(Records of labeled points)
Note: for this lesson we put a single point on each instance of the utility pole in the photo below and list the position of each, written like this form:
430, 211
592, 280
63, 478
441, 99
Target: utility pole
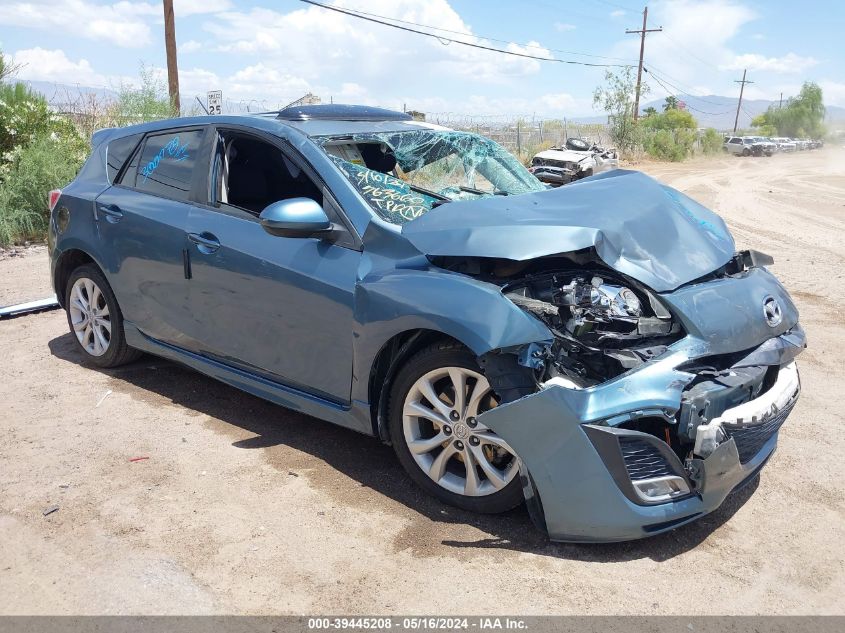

**EXERCISE**
Please substitute "streetlight" for "utility pole" throughout the listing and give it again with everything else unchanged. Leave the pictures out.

**REPLY**
Note: for this lesson we put a single point on each instance of the streetlight in the photo below and list the position of each, written like this form:
430, 211
592, 280
63, 478
441, 99
Target: streetlight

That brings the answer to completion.